Selected passage:
※ ※ ※
Represented here are the time periods from 1701 to 1800.




The 18th Century, embodied.

The 1700s was an interesting era located between the Industrial 1800s and the Salacious 1600s. Deceptively nicknamed the 18th century, the 1700s likely lasted from 1701 to 1800, in accordance with the Anno Domini/Common Era numbering system. Some historians speculate that it actually lasted from 1700 to 1799, but the historian community is too busy with more important stuff[1] to reach a consensus. Additional historians tend to differentiate between the "Short" 18th century (1715 - 1789), which comfortably resides within the boundaries of the actual 18th century, and the "Long" 18th century (1688 - 1815), which gets all up in the 17th and 19th centuries' business.

The 18th century was a time of great opulence, feasting, drinking, and lusting after frilly golden pantaloons. Education could only be afforded by the social elites,[2] and social status was determined by how ridiculously ostentatious someone's wardrobe was.[3] This interconnectedness created an environment that greatly disfavored social mobility and an economy that largely relied upon haberdashery and sequin futures.

Also, this book says there were some revolutions or something. Hm, must be a misprint.[4]

1700 - 1750ish: The Hoppin' Half Century[edit]

Louis XIV's Final Fête[edit]

The first decade of the 18th century was defined by Louis XIV's legendary decades-spanning "Turn of the Century" party. The fête, which started in 1698 and ended with the king's death in 1715, served as a drunken detente to ease developing tensions between blue-blooded aristocrats the Known World over. It also served as a literally golden opportunity to get drunk off of first-class bourbon served from diamond-encrusted codpieces. Naturally, all of the world's finest political and philosophical minds attended.

Louis' party hit any early peak in 1700 when a fatal kegstand by Hapsburg ruler Charles II sparked the War of Spanish Succession. Phillip of France, who did Charles a solid by providing him with a horse to get to the party[5], was crowned king of Spain in his wake. However, Phillip was also next in line for the French throne, putting him in a position to greatly upset the European balance of power[6].
※ ※ ※
Direction 1: Rewrite the rows from the line containing "brochure in the picture above." through the end of the rows, inclusive, replacing "Target" with "Label" and changing nothing else. Leave the pictures out of your answer.

Labeled-object pointing rows
※ ※ ※
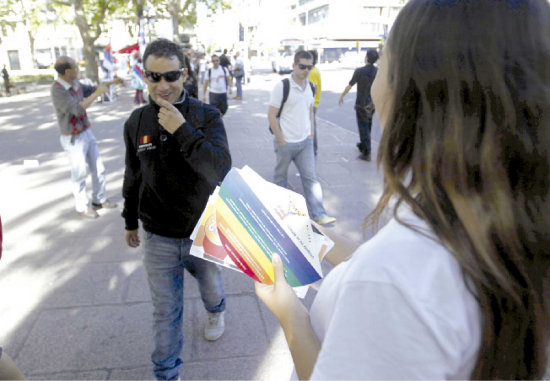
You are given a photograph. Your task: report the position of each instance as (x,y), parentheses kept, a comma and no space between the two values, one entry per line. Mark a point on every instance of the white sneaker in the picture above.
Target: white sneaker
(214,326)
(324,220)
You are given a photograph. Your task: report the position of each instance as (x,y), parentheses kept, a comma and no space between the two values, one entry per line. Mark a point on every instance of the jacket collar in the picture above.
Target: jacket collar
(182,103)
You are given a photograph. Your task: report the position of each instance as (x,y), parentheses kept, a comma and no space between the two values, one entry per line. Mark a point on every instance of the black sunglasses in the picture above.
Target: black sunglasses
(169,76)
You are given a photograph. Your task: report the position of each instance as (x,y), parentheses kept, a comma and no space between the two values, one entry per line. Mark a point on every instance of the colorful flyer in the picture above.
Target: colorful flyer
(248,219)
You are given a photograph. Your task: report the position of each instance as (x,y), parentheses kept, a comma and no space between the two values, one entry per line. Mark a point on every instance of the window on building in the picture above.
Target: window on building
(13,56)
(43,58)
(372,28)
(317,14)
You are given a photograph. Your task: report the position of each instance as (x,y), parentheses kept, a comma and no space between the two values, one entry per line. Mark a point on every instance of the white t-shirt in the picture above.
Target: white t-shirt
(295,120)
(399,308)
(217,80)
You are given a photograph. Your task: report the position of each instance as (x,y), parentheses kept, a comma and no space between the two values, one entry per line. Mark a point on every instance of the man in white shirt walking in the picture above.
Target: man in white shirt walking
(217,81)
(293,132)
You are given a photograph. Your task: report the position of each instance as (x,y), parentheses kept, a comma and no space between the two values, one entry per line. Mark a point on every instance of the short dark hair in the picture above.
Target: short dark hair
(372,55)
(62,64)
(314,55)
(163,48)
(300,55)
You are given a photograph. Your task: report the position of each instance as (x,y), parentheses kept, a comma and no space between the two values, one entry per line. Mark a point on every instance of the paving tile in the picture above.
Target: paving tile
(88,338)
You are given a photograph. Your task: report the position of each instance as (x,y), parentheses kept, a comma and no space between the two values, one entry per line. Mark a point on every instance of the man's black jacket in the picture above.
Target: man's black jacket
(168,178)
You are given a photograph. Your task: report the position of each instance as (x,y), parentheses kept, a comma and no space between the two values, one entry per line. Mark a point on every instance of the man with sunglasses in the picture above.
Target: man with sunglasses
(71,99)
(176,154)
(293,131)
(217,81)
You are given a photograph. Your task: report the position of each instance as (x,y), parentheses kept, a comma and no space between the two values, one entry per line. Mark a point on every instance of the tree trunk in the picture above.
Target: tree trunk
(33,54)
(90,59)
(174,9)
(88,40)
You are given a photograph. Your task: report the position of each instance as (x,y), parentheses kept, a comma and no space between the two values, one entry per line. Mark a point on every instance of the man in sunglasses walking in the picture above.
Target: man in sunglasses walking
(176,154)
(290,117)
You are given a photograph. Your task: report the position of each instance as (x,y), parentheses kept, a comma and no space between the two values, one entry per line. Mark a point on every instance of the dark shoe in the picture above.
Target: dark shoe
(89,213)
(108,204)
(365,156)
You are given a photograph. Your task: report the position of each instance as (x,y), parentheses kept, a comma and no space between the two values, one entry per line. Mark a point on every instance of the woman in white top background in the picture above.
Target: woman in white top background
(455,286)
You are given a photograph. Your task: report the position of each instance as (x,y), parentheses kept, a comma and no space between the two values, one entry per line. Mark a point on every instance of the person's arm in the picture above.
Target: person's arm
(294,319)
(274,124)
(312,121)
(99,91)
(229,79)
(204,146)
(346,90)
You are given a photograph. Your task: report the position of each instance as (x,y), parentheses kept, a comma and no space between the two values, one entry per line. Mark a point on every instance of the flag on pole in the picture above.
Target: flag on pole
(141,39)
(108,59)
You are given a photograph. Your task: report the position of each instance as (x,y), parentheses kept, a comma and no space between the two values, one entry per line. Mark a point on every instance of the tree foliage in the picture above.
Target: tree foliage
(90,17)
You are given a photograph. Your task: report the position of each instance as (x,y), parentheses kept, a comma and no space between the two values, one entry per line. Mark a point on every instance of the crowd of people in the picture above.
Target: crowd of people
(454,286)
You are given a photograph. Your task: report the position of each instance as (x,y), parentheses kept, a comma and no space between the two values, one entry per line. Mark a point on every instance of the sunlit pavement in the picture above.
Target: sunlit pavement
(74,298)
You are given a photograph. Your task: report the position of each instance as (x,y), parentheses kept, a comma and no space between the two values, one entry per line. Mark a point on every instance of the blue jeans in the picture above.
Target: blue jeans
(239,84)
(82,152)
(164,260)
(364,123)
(301,153)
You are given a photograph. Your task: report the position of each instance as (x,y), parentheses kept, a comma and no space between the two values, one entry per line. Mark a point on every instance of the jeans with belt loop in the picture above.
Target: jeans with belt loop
(164,260)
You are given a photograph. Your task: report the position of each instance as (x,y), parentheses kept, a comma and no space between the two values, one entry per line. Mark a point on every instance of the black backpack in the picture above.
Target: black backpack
(286,91)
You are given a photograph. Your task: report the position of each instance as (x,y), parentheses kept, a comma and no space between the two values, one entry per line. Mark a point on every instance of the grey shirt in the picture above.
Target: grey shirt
(66,97)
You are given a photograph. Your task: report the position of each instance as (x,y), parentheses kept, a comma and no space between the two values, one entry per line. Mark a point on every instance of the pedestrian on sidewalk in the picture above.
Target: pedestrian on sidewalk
(364,107)
(315,78)
(71,99)
(455,286)
(217,82)
(176,154)
(238,73)
(6,77)
(293,133)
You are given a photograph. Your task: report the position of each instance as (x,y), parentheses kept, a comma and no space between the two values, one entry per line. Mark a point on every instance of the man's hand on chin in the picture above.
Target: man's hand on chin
(169,116)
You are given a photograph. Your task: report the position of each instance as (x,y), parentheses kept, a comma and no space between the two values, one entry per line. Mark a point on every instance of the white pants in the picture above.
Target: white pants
(82,153)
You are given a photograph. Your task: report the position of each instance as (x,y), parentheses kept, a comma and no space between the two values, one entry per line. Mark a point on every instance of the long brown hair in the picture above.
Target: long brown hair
(467,146)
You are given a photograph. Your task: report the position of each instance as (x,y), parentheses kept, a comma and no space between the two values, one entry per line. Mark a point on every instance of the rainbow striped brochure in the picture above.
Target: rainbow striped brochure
(247,219)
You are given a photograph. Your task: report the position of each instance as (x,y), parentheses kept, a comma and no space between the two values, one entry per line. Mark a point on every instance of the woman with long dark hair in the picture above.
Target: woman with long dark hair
(456,284)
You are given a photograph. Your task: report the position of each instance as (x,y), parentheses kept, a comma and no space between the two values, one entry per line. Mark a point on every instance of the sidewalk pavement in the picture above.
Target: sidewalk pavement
(75,300)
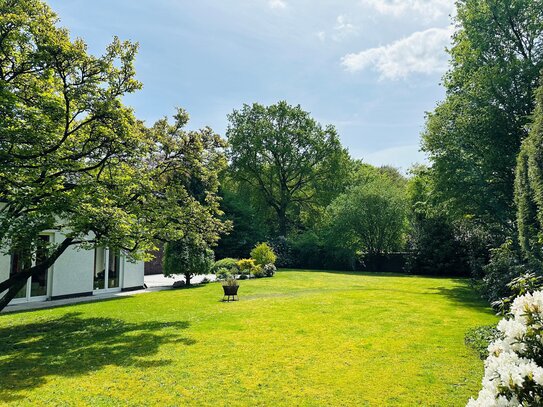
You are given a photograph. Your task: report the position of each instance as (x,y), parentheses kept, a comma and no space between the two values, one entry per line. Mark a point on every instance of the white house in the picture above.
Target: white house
(76,273)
※ ※ ※
Direction 2: Finish out the next part of the humorous piece on the 18th century, picking up after its final sentence.

Exercise output 1:
You are given a photograph. Your task: report the position of each instance as (x,y), parentheses kept, a comma and no space between the two values, one entry per line. Mark a point on every instance of the rainbow striped brochure in the picture above.
Label: rainbow striped brochure
(247,219)
You are given a photograph. Your task: report the position of each instance as (x,y), parentheses kept, a comma and no space between the two values, one entry per line. Mark a point on every instance of the woman with long dark hair in the picture above.
Label: woman with long dark hair
(456,284)
You are given a photograph. Your task: report the position of each instance as (x,y), parentheses kept, a comma and no space between the two values, one entry per line. Mark a point on every instance of the sidewalk pavement in the picture above.
Label: sidewalk pavement
(75,300)
You are given a photograph. Your task: report the position of each instance as (x,y), parentheses kept, a comma and no space between the two values, one entry per line. Mark a point on every instance of the white house in the picture above.
Label: white house
(76,273)

Exercise output 2:
Time was of the essence, since Louis XIV was constantly in peril of suffocating to death on his own jewelry. The Austrian Hapsburgs, the Holy Roman Empire, The Scandanavian Sonics, and basically every other nation in Europe united to do battle against the French monarch. Louis, who spent 80% of his country's gross domestic product on imported beer and hookers, sent in hundreds of thousands of peasants to the front lines with wooden sticks and no armor.[7] Neither the Hapsburgs nor Louis wanted to risk damaging their valuable possessions in the fray, so they agreed to fight the entire war on Dutch and Prussian soil, which was widely regarded to be completely worthless after they exported all their beer and hookers to France.

A Stringy Situation[edit]

Stradivari would be proud if he lived to see the day.

In the War of Spanish Succession, several hundred thousand commoners died while those in power took turns playing the world's tiniest violin, a recent innovation by Antonio Stradivari. While the war created a slight dent in the grain production and virtually destroyed the nation of Prussia beyond repair[8], all economic damages were offset by Stradivari's record-breaking violin sales.

In a rise that can only be described as stradispheric, Antonio Stradivari cornered the luxury goods market when his workshop Stradivari's Strings 'n' Things went public in 1711. Through a clever newspaper advertising campaign, Stradivari managed to attract all 1100 literate Europeans as clients. His role in shifting the artistic focus of 18th century Europe from Baroque finger-paintings to orchestral music was more than instrumental[9]; his strings became as vital to social status as cellulose strings were[10] to celery. It is speculated that Stradivari's golden age helped end several wars, convincing many lords to end the senseless violence and spend their military budgets on senseless violins instead.

Though he worked at a glacial pace, only constructing just over 1000 instruments in a 50 year period, Stradivari continually experimented with his creations, achieving a unique harmonic perfection with each new design. His developments in String Theory created a new standard for violins, violas, cellos, lutes, mandolins and slap-basses, while also paving the way for more modern technology such as thong underwear.

Stradivari retired in 1737 after completing an ostentatious double-necked cello. Only then the craftsman decide to seek an apprentice, who brutally murdered him and snatched a handful of mandolins on the way out the door. Stradivari's business thus died with him, and while his longtime rivals Steinman's Discount Pianos took over the musical market in the ensuing decades, his legacy lived on for centuries[11].

Meanwhile, in Russia[edit]

Peter the Great helped integrate the Oriental culture of Russia with the Known World by having comparatively less jaundiced skin.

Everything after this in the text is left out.